## Esercizio assegnato
Rispondi alle domande sul brano dedicato alle capre di Bikini.
(a) In quale rubrica, curata da Calvino, compariva il pezzo?
(b) Quale associazione ha celebrato la commemorazione delle capre di Bikini?
(c) Su quale giornale e in quale data è uscito il pezzo?

## Brano da leggere
----------------------------------------

Calvino ambientalista non è una sorpresa. Lo scrittore che si schiera dalla parte del mondo animale è un tratto presente nella sua opera fin dall'inizio. Il pezzo che segue stava dentro la rubrica "Gente nel tempo" da lui curata. Vi si parla di una logica animale "che pure esiste", una logica che, per un rovesciamento di prospettiva, viene elevata al rango di "umana" nel senso più nobile della parola.
Italo Calvino, Le capre ci guardano, l'Unità edizione piemontese, 17 novembre 1946
In California l'associazione degli allevatori di bestiame caprino della vallata di San Fernando ha celebrato una commemorazione delle capre di Bikini, sacrificate "per il bene dell'umanità". E' stata ammainata una bandiera a mezz'asta con rulli di tamburi, sono stati intessuti elogi funebri delle bestie defunte.
Qualcuno osserverà che non si son mai fatte commemorazioni dei bambini, delle donne, dei vecchi morti a Yroshima, a Torino, a Milano, che ne sapevano quanto le capre di Bikini del perché morivano, e che pure sono stati sacrificati sull'altare della necessità di guerra.
Ma il senso di questa commemorazione caprina è da ricercarsi, io credo, in un segreto rimorso del genere umano verso gli animali unito a un'ipocrisia caratteristica del genere umano. Vi siete mai chiesto che cos'avranno pensato le capre a Bikini? e i gatti nelle case bombardate? e i cani in zona di guerra? e i pesci allo scoppio dei siluri? Come avranno giudicato noi uomini in quei momenti, nella loro logica che pure esiste, tanto più elementare, tanto più - stavo per dire - umana?

----------------------------------------

## Voci dei dati
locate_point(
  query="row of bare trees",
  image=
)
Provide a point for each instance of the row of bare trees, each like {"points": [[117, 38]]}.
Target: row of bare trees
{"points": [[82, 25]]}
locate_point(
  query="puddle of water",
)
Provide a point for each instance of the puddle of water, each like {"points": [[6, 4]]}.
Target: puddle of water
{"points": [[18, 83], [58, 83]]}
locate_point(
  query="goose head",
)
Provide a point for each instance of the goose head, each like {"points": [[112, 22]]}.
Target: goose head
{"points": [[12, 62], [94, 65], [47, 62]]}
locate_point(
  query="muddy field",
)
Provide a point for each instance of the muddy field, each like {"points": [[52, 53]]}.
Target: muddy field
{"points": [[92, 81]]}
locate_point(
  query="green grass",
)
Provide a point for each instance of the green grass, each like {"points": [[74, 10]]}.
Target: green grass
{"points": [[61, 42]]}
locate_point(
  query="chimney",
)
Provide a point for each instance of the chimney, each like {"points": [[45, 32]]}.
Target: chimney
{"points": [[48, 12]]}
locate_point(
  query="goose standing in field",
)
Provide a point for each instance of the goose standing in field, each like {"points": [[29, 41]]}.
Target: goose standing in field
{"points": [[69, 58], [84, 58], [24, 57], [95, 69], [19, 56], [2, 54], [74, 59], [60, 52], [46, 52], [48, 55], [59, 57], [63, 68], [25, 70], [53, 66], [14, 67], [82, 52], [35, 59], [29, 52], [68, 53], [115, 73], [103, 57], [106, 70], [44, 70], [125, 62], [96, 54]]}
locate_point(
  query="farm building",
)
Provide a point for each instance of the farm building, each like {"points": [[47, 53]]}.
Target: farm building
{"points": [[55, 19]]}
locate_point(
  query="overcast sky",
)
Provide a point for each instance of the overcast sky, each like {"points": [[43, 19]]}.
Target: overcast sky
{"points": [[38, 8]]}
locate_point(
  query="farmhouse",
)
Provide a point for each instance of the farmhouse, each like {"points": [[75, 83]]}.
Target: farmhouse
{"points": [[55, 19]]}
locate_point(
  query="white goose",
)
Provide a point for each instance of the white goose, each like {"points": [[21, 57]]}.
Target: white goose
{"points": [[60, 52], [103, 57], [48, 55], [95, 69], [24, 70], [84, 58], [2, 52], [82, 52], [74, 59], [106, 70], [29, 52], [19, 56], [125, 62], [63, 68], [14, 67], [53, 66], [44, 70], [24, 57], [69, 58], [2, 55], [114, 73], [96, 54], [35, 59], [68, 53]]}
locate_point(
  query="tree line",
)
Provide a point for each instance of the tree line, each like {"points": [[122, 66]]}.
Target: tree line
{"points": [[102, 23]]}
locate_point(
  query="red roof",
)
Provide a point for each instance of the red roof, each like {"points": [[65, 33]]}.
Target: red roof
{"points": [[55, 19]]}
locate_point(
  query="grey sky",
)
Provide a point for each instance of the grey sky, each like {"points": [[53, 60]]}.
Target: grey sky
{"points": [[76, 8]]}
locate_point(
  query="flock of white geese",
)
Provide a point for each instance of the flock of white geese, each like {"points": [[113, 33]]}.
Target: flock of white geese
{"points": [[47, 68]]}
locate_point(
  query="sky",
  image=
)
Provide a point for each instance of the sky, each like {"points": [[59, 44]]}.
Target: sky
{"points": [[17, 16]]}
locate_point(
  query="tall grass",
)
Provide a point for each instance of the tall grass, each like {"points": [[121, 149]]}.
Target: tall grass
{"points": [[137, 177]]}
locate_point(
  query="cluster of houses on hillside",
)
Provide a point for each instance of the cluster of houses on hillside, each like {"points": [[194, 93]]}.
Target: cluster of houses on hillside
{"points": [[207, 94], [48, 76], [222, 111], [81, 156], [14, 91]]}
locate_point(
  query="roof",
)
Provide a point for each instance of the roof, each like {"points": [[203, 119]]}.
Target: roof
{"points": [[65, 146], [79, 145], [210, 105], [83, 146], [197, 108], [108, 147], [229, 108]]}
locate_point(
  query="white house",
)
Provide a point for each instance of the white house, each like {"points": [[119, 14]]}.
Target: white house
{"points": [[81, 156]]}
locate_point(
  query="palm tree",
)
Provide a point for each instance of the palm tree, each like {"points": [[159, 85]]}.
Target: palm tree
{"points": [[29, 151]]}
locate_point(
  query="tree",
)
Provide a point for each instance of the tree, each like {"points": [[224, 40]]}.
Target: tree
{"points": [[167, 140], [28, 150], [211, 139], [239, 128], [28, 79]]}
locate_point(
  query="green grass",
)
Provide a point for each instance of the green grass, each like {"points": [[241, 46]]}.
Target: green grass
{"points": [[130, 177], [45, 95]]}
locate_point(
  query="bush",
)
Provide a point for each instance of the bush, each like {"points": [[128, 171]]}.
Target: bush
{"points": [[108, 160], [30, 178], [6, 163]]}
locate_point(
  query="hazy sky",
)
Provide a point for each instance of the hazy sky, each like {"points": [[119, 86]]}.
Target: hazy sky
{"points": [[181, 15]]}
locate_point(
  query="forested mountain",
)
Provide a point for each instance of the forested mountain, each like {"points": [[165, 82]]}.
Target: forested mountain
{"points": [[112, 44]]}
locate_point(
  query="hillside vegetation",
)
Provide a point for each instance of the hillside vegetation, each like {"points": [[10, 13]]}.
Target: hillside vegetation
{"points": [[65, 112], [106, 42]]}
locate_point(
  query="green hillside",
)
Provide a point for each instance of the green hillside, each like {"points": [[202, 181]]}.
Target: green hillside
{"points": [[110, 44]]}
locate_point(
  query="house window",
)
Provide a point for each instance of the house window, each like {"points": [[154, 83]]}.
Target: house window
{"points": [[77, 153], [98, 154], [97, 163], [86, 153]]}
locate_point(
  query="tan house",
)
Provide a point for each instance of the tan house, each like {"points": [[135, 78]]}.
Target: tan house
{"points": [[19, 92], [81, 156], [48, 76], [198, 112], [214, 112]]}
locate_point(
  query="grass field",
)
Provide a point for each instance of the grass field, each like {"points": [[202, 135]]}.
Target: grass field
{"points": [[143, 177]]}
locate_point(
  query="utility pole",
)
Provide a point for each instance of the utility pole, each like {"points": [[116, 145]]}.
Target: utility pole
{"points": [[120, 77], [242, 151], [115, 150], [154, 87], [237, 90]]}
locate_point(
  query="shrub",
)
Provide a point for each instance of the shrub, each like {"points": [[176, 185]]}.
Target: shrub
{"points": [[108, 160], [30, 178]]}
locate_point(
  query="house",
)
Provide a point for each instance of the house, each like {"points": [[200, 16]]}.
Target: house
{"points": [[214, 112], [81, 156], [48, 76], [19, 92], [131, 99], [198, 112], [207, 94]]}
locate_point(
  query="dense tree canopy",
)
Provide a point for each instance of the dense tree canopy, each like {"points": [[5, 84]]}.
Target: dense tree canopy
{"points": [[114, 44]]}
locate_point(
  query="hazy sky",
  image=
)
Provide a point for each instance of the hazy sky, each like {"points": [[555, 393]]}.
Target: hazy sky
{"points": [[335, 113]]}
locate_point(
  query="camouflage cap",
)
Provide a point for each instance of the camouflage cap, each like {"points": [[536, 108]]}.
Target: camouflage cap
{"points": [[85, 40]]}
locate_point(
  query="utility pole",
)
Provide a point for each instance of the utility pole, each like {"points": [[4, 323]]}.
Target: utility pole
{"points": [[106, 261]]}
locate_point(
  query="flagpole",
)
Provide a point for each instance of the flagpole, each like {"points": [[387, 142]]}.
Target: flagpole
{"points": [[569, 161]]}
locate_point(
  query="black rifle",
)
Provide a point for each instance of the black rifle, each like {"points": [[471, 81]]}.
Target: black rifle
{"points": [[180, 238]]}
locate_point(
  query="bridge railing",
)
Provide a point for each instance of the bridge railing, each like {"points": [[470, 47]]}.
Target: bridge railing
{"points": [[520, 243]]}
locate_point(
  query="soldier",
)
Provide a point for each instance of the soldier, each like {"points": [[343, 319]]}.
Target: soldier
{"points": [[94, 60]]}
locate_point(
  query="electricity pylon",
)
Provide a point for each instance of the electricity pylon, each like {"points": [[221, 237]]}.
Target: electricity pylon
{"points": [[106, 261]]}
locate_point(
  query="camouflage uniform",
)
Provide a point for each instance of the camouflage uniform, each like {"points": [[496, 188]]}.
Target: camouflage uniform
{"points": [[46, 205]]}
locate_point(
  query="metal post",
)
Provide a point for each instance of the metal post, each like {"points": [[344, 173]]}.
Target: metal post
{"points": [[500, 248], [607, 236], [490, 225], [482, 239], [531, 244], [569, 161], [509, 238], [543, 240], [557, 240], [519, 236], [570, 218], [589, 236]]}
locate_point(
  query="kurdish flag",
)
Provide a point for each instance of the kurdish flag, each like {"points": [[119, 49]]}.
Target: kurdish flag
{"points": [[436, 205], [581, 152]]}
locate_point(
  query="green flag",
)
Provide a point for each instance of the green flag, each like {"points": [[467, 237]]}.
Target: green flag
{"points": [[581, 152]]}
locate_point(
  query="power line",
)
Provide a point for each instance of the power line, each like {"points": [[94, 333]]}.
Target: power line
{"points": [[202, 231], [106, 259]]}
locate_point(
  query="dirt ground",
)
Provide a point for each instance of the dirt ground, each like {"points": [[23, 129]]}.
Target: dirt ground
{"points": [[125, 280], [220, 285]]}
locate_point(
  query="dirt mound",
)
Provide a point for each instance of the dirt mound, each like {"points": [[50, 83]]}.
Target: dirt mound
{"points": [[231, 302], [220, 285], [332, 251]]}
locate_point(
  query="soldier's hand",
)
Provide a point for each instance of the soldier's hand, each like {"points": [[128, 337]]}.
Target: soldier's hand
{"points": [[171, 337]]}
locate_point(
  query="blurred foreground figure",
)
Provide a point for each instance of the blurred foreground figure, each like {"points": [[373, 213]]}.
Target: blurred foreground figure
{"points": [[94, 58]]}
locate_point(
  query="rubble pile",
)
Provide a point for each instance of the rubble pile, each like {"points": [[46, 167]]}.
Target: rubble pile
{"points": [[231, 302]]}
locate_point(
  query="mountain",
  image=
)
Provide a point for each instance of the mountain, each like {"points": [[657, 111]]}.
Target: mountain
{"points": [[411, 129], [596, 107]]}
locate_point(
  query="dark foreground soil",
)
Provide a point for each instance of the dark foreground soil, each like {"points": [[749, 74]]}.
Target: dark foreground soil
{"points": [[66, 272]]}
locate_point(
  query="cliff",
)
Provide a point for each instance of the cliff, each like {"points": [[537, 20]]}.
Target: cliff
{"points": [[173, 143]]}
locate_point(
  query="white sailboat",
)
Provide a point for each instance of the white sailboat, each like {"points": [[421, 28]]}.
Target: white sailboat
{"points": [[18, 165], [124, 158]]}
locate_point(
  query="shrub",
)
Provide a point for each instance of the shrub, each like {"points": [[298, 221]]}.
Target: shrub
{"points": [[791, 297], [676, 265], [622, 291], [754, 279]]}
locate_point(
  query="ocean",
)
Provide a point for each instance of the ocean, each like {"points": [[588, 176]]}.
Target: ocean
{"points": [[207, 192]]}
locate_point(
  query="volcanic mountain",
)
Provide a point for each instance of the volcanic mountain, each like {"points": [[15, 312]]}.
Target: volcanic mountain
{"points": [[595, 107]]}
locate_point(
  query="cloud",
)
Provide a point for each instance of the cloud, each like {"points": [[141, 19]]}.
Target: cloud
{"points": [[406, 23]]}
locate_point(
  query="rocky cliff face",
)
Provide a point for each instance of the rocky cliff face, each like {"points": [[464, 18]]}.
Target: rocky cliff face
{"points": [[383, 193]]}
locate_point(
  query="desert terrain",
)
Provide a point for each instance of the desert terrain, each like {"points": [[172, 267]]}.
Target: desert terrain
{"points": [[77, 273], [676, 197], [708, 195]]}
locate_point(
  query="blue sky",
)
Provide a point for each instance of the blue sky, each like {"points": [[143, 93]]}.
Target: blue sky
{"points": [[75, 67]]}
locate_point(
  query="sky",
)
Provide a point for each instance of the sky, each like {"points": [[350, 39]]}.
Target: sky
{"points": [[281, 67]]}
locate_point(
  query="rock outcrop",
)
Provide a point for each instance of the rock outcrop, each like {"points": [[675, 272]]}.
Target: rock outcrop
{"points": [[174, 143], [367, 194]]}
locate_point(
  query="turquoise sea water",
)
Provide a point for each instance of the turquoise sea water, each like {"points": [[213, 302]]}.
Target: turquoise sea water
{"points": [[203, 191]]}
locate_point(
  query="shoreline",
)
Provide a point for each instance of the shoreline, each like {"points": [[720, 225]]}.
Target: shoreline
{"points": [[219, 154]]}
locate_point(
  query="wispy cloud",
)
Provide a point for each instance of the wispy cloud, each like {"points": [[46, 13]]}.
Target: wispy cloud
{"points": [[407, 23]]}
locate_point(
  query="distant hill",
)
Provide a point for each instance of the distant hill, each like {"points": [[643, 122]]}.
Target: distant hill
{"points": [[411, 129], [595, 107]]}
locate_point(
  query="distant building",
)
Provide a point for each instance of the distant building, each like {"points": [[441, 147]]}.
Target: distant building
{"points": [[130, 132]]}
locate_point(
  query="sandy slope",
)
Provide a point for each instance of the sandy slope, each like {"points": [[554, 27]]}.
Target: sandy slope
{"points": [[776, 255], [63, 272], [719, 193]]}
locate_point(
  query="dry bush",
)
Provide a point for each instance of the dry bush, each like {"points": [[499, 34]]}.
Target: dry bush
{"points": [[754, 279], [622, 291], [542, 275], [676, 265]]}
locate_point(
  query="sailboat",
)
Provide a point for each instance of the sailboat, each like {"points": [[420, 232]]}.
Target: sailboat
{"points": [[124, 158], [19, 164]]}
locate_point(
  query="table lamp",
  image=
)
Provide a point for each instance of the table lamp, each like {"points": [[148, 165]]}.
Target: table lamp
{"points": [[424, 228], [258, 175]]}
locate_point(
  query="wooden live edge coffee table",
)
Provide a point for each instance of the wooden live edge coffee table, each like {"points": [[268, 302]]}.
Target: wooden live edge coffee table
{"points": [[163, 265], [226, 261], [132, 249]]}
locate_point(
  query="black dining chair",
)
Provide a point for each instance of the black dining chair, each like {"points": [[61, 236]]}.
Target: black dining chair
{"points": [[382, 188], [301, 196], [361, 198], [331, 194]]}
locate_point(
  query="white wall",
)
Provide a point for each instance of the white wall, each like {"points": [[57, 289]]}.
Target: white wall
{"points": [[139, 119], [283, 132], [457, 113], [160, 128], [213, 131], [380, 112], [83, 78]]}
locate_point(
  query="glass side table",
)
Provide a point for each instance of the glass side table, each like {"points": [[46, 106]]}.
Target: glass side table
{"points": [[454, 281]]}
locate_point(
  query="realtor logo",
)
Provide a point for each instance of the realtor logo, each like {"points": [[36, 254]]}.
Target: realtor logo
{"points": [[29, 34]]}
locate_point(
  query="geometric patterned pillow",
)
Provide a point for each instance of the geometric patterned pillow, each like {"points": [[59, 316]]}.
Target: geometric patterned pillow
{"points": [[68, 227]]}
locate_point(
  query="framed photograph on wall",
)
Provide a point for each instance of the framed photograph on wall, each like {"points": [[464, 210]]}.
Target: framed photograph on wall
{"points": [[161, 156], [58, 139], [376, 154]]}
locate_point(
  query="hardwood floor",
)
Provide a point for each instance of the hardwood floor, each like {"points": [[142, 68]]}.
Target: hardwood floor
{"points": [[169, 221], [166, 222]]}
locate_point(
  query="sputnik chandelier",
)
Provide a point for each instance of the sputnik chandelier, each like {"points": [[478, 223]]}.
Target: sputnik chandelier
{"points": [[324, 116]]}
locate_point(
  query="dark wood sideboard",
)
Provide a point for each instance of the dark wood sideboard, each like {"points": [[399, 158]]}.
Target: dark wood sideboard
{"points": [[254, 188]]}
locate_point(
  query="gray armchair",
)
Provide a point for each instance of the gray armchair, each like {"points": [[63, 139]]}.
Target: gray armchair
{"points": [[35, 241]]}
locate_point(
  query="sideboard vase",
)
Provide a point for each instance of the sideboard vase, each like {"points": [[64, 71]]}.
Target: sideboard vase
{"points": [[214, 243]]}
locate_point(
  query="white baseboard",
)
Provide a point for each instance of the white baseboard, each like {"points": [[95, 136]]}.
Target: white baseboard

----------------------------------------

## Soluzione esercizio
(a) Nella rubrica "Gente nel tempo".
(b) L'associazione degli allevatori di bestiame caprino della vallata di San Fernando, in California.
(c) Su l'Unità, edizione piemontese, il 17 novembre 1946.